ゼロ・グラビティ(2013年製作の映画)
3.8

このレビューはネタバレを含みます

 ロシアの人工衛星が爆破され、その破片が宇宙船エクスプローラー号を襲うことから物語は始まる。本作は、女性宇宙飛行士のライアンが、次々と迫り来る危機にたった独りで立ち向かい、地球へと生きて帰還する過程を描いた壮大なSFサバイバルだ。

【神も仏もないものか】
 とにかく一貫して絶望的な状況が続く。仲間の死、残り少ない酸素、船内火災、宇宙ゴミの嵐…。宇宙ではピンチに駆け付けてくれるヒーローなど絶対にいはしない。生きるも死ぬも全て自分次第。緊張感、閉塞感、孤独。その極限状態に観客は没入し、ライアンと共に残り少ない酸素をちびちびと吸う。元宇宙飛行士のバズ・オルドリンが、「宇宙飛行士の目で見ても非常に素晴らしい」(https://www.cinematoday.jp/news/N0057168)とお墨付きを与えたほどリアルな無重力状態の描写と圧巻の映像表現が、その映画体験を支えている。

【過去との対峙 重力のメタファー】
 だが、本作がアカデミー賞を総なめにした所以は、単にその手に汗握るサバイバル要素や圧巻の映像技術だけによらないだろう。名作というものは常に表と裏の二つのテーマがあるものだ。本作における表テーマは、宇宙から地球に生還すること。では裏テーマは?

##############################

* 設問内容
上の映画『ゼロ・グラビティ』のレビューを、末尾の「では裏テーマは?」に続けて書き進めてください。

* 入力データ
##############################

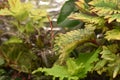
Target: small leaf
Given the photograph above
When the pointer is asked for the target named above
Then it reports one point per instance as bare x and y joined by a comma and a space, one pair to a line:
116, 70
1, 61
113, 34
66, 10
69, 23
13, 40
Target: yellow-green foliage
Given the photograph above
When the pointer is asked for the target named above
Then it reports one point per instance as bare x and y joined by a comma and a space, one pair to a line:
66, 43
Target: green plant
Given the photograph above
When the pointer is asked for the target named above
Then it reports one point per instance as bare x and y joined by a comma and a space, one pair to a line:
24, 21
101, 29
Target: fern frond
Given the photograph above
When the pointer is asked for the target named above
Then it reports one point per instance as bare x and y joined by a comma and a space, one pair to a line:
65, 43
113, 17
88, 18
105, 7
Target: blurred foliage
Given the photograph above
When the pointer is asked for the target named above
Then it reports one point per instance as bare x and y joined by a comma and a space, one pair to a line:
22, 22
100, 18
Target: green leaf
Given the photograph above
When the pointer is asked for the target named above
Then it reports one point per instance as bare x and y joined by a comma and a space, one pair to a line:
13, 40
107, 54
2, 61
65, 43
88, 18
66, 10
69, 23
113, 34
87, 59
116, 71
74, 68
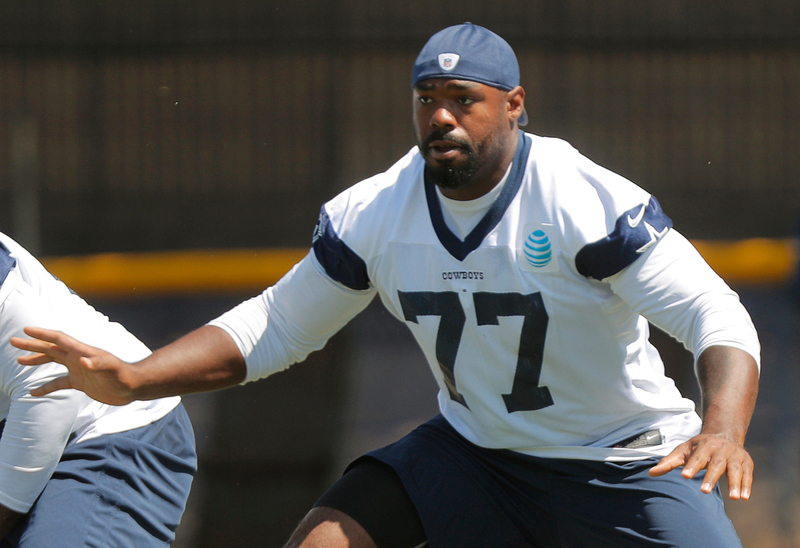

##############################

* 解答欄
 宇宙を漂うなかで、ライアンは事故で幼い娘を亡くした過去を明かしていく。優秀な医療技師で、一見完全無欠な彼女だったが、実は失意を胸の奥底に抱えたまま、ふわふわと根無し草のような心持ちで生きてきたのだった。無重力、無音、真っ暗闇の広大な宇宙にたった独り。しかしその中で、彼女は自身の内面と向き合っていく。そう、本作はひとりの孤独な女性が過去のトラウマを克服し、再び自らの人生を歩む決意をする過程をも描いていたのだ。重力とはここでは、人との絆や心の平穏、あるいは地に足をつけて生きていくことのメタファーであることが分かる。

 この緻密で重層的なストーリーに、圧巻の映像技術・映像美が組み合わさったことで、本作はSF映画をさらなる地平へと推し進めた。宇宙好きなら必見の一作である。